# WORK INSTRUCTIONS
Copy out the line containing "of the driver" and each line after it, through the last one in the material, exactly as written.

# DATA FOR THIS EXERCISE
## begin

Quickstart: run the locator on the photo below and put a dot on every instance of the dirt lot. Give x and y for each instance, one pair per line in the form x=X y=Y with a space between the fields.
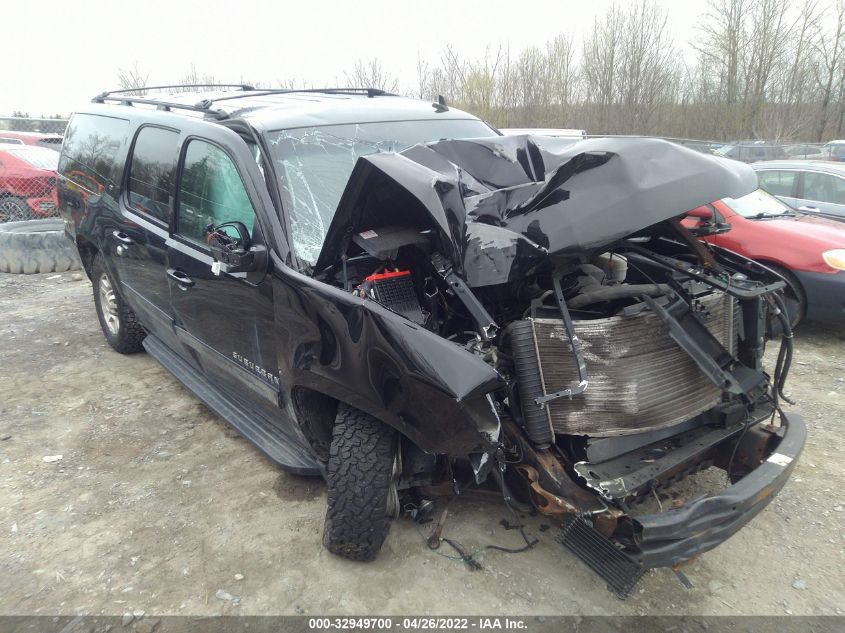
x=156 y=506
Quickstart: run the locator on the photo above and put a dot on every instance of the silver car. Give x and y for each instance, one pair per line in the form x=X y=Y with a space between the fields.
x=807 y=185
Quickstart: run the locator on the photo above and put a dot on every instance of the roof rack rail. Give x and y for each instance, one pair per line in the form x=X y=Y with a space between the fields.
x=204 y=107
x=260 y=92
x=145 y=88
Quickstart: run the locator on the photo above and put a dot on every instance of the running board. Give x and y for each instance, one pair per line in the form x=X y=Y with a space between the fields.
x=619 y=572
x=282 y=447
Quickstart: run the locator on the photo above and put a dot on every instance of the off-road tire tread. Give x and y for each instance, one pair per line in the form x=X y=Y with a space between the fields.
x=131 y=335
x=36 y=246
x=359 y=473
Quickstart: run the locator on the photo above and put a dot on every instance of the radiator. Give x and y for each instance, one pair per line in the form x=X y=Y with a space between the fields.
x=639 y=378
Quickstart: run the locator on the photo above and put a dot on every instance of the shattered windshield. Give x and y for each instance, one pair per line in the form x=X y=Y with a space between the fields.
x=757 y=204
x=315 y=163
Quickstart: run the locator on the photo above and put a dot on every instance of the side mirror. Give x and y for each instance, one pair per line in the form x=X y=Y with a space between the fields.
x=702 y=213
x=231 y=248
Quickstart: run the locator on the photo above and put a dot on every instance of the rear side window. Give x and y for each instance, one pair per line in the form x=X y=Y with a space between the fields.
x=90 y=149
x=777 y=182
x=211 y=192
x=824 y=188
x=151 y=172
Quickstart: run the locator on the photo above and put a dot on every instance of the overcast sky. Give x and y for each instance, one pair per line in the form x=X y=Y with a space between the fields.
x=59 y=53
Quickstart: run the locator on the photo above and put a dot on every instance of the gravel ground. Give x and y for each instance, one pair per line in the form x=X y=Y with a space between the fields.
x=120 y=492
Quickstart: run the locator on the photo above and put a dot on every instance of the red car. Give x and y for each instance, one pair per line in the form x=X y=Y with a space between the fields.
x=27 y=182
x=41 y=139
x=808 y=251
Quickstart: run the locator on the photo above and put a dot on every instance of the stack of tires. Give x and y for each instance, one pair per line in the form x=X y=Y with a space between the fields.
x=36 y=246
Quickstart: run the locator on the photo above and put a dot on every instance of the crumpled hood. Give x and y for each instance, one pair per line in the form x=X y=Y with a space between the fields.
x=500 y=205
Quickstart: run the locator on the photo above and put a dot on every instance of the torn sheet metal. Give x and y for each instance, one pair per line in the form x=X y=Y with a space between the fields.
x=499 y=205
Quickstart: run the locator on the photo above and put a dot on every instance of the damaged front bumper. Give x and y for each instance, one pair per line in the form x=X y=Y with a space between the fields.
x=679 y=535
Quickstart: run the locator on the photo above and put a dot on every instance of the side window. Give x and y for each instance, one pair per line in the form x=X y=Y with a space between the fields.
x=824 y=188
x=211 y=192
x=90 y=150
x=778 y=183
x=151 y=172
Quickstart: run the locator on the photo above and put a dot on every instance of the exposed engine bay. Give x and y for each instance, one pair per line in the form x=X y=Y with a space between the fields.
x=631 y=352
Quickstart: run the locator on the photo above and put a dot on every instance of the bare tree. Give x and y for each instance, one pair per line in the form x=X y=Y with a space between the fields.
x=830 y=47
x=370 y=74
x=131 y=79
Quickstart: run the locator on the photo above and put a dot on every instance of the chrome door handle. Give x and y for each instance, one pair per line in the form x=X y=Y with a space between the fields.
x=179 y=277
x=123 y=238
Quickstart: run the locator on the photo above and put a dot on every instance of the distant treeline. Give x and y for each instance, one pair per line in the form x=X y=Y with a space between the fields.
x=772 y=69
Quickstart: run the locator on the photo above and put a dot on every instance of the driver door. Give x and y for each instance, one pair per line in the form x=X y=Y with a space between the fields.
x=224 y=321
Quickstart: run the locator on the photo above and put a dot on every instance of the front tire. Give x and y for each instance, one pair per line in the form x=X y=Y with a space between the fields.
x=119 y=324
x=360 y=476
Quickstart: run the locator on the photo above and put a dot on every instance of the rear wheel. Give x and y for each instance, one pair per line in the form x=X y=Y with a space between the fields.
x=117 y=320
x=361 y=472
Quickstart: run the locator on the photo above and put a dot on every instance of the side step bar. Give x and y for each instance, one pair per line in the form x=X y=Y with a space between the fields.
x=619 y=572
x=283 y=448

## end

# COMPLETE OUTPUT
Quickstart: run the locator on the photo above and put a dot on every instance of the driver door. Give x and y for each instance, one pair per line in the form x=X y=Y with a space between the fields.
x=224 y=321
Quickstart: run the locator on the photo above and put a dot on every instance of the front tire. Give x and y for each instance, one pair per line in the form x=X y=Y with a space between the fields.
x=119 y=324
x=360 y=476
Quickstart: run the locator on the photo above and put a dot on every instance of the rear wheel. Give x and y for each instance, one pair per line in the form x=X y=Y with a space between the fields.
x=117 y=320
x=361 y=472
Quickstart: run the locator on the photo above and put a dot on every instance of the side step bar. Give x and y for each instance, one pair per line in the form x=X y=Y with a space between the fields.
x=619 y=572
x=283 y=448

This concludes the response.